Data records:
>>

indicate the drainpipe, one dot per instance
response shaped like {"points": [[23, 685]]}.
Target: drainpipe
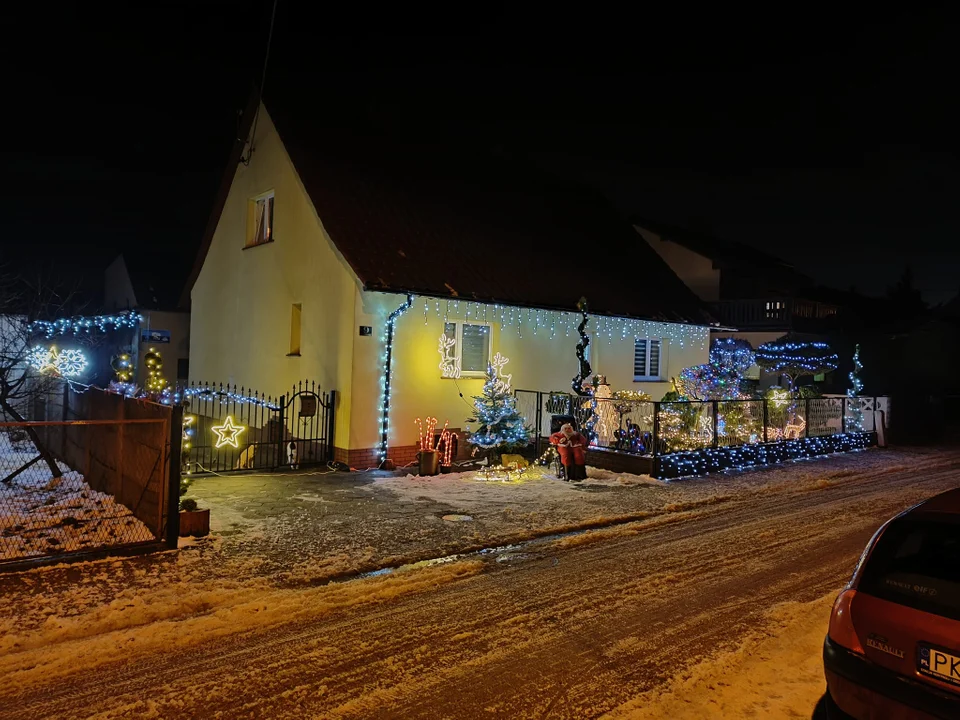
{"points": [[389, 331]]}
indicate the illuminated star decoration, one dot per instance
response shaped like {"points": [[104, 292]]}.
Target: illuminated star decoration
{"points": [[227, 433], [66, 363]]}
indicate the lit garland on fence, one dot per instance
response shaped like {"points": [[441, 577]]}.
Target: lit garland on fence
{"points": [[709, 460], [122, 365], [81, 325], [66, 363], [389, 330], [156, 382], [553, 321], [788, 357]]}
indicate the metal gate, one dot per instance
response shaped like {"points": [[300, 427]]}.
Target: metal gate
{"points": [[227, 428], [308, 425]]}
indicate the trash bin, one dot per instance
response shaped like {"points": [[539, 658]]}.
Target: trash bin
{"points": [[429, 462]]}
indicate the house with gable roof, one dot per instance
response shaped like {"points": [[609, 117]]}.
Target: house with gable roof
{"points": [[393, 273]]}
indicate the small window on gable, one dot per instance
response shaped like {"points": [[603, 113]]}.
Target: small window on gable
{"points": [[646, 359], [470, 351], [260, 221], [295, 329]]}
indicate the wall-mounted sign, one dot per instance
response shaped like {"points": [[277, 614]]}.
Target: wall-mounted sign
{"points": [[155, 336]]}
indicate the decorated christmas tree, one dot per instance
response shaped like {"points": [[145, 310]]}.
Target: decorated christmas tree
{"points": [[500, 427], [854, 421]]}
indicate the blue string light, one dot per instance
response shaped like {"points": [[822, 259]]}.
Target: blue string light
{"points": [[711, 460]]}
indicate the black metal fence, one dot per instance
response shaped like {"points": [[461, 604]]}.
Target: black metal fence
{"points": [[230, 428], [646, 427]]}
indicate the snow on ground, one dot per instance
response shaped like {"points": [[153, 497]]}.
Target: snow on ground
{"points": [[468, 491], [40, 515], [777, 673]]}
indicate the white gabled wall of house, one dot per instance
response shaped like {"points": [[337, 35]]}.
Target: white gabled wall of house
{"points": [[242, 301]]}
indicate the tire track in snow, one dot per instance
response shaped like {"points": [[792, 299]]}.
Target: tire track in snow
{"points": [[573, 638]]}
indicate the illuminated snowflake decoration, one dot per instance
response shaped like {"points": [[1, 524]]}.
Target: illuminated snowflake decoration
{"points": [[65, 363]]}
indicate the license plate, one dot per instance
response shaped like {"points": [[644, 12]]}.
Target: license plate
{"points": [[939, 664]]}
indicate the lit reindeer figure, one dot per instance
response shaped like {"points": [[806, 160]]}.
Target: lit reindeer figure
{"points": [[449, 362]]}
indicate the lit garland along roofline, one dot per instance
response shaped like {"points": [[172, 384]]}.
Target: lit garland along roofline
{"points": [[83, 325], [708, 320], [603, 325]]}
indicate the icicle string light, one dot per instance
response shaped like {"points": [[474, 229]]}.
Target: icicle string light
{"points": [[81, 325], [553, 321]]}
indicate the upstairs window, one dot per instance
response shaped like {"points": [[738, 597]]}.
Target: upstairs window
{"points": [[260, 221], [295, 310], [470, 345], [646, 359]]}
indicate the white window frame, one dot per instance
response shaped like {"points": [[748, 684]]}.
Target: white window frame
{"points": [[253, 239], [648, 377], [458, 348]]}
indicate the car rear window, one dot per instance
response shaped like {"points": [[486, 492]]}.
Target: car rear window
{"points": [[917, 563]]}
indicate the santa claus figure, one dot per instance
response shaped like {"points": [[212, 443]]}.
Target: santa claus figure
{"points": [[571, 445]]}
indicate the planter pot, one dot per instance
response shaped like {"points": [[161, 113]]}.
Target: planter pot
{"points": [[195, 523]]}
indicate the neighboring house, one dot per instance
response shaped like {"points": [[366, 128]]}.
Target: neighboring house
{"points": [[150, 290], [322, 236], [754, 295]]}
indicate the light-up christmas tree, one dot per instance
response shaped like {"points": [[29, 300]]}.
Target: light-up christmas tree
{"points": [[501, 427], [854, 421]]}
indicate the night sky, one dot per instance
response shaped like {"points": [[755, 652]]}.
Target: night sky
{"points": [[833, 147]]}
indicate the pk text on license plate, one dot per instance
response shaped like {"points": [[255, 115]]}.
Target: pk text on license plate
{"points": [[939, 664]]}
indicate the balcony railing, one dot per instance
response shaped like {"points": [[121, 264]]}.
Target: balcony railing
{"points": [[772, 313]]}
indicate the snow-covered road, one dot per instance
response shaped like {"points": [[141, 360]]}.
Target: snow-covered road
{"points": [[621, 620]]}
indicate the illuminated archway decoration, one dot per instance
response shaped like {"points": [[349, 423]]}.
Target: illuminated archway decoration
{"points": [[228, 433], [65, 363]]}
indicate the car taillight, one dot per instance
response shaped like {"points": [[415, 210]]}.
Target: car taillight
{"points": [[841, 623]]}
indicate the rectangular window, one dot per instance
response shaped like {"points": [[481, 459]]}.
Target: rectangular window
{"points": [[295, 329], [646, 359], [260, 221], [470, 348]]}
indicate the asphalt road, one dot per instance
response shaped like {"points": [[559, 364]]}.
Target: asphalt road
{"points": [[563, 629]]}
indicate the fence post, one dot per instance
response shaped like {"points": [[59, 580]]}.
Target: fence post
{"points": [[281, 431], [766, 419], [656, 428], [175, 437], [716, 423]]}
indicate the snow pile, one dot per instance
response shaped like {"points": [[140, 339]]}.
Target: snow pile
{"points": [[778, 673], [40, 515]]}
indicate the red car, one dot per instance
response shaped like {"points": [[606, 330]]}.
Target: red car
{"points": [[893, 648]]}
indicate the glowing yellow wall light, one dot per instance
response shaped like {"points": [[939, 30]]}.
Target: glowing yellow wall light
{"points": [[228, 433]]}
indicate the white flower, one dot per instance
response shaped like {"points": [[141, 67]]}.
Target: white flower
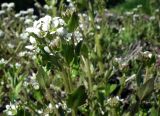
{"points": [[17, 65], [9, 113], [32, 40], [11, 5], [36, 86], [1, 33], [46, 48], [4, 5], [10, 45], [30, 47], [28, 21], [36, 31], [24, 36], [2, 12], [61, 31], [30, 10], [57, 21], [45, 22], [3, 61]]}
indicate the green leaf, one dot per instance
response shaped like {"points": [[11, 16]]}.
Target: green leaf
{"points": [[42, 77], [68, 52], [17, 89], [146, 89], [154, 111], [73, 22], [38, 96], [77, 98]]}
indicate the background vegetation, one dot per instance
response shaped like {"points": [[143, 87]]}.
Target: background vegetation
{"points": [[80, 58]]}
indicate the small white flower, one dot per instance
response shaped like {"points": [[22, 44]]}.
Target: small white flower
{"points": [[28, 21], [45, 22], [50, 106], [18, 65], [30, 10], [57, 21], [152, 18], [40, 111], [61, 31], [11, 5], [10, 45], [9, 113], [8, 107], [1, 33], [30, 47], [36, 86], [24, 36], [32, 40], [2, 12], [36, 31], [46, 48], [13, 107], [4, 5]]}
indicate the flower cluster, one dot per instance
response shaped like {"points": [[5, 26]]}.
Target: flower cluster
{"points": [[50, 30], [11, 109]]}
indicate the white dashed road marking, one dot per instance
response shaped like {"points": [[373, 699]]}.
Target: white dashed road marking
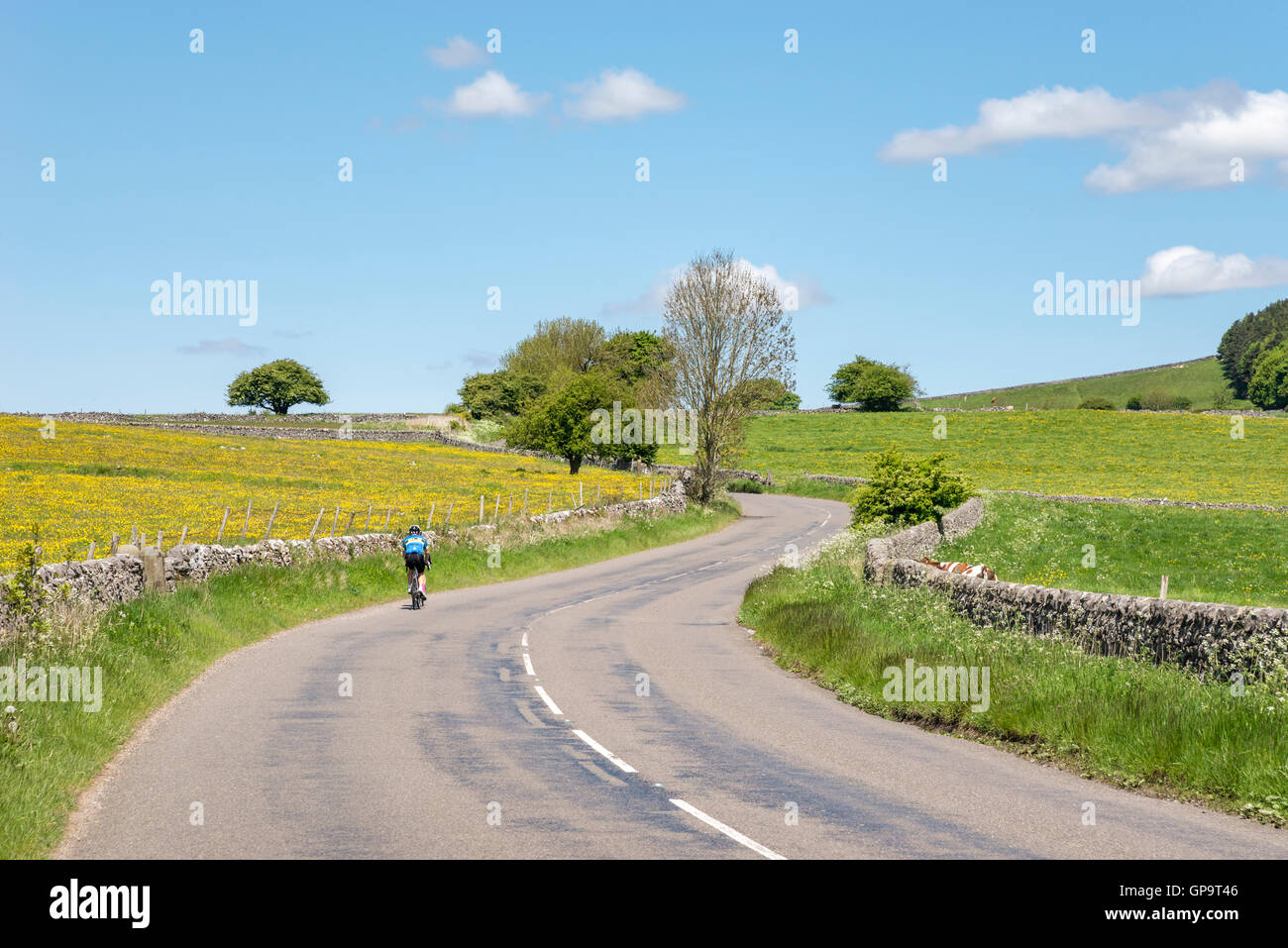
{"points": [[728, 831]]}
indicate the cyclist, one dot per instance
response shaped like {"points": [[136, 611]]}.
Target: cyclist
{"points": [[416, 557]]}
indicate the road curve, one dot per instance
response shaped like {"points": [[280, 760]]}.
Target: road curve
{"points": [[449, 749]]}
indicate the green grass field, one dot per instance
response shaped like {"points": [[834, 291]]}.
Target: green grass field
{"points": [[1121, 720], [1236, 557], [1199, 380], [1083, 453], [151, 648]]}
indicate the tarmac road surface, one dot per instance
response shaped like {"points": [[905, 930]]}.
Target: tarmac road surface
{"points": [[513, 721]]}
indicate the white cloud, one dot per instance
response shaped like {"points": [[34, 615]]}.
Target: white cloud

<<

Edit the stretch of the listing from the line containing "indicate the tarmac" through the end of the listing by replacing "white cloud" with "cumulus cloud" wherever it occurs, leaving all else unchanged. Give back only those lines.

indicate the tarmac road surface, one dot per instance
response shaped like {"points": [[905, 930]]}.
Target: tarmac road surface
{"points": [[513, 721]]}
indicate the cumulus cloud, one dot per instance
response shaped like {"points": [[34, 615]]}.
Target: cumulus cloud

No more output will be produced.